Segmentation dataset rows:
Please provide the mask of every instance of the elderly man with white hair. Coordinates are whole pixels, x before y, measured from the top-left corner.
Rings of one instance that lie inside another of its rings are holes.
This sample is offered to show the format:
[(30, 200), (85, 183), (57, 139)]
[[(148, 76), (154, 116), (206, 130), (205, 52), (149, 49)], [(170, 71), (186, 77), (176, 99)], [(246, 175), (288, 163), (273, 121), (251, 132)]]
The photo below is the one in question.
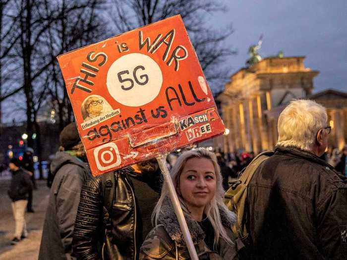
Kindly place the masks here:
[(319, 157), (331, 127), (324, 107), (292, 101), (278, 142), (250, 183), (249, 230), (256, 259), (347, 259), (347, 179)]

Work to complete: Which lines in the entries above contain the string "instance"? Pick out and copy each such line, treating uppercase and lowercase letters as different.

Complete answer:
Please provide the mask of every instance of the elderly man with white hair. Coordinates are whole pixels, x before y, measured from the top-left corner.
Rings of one instance that lie inside another of its rings are holes.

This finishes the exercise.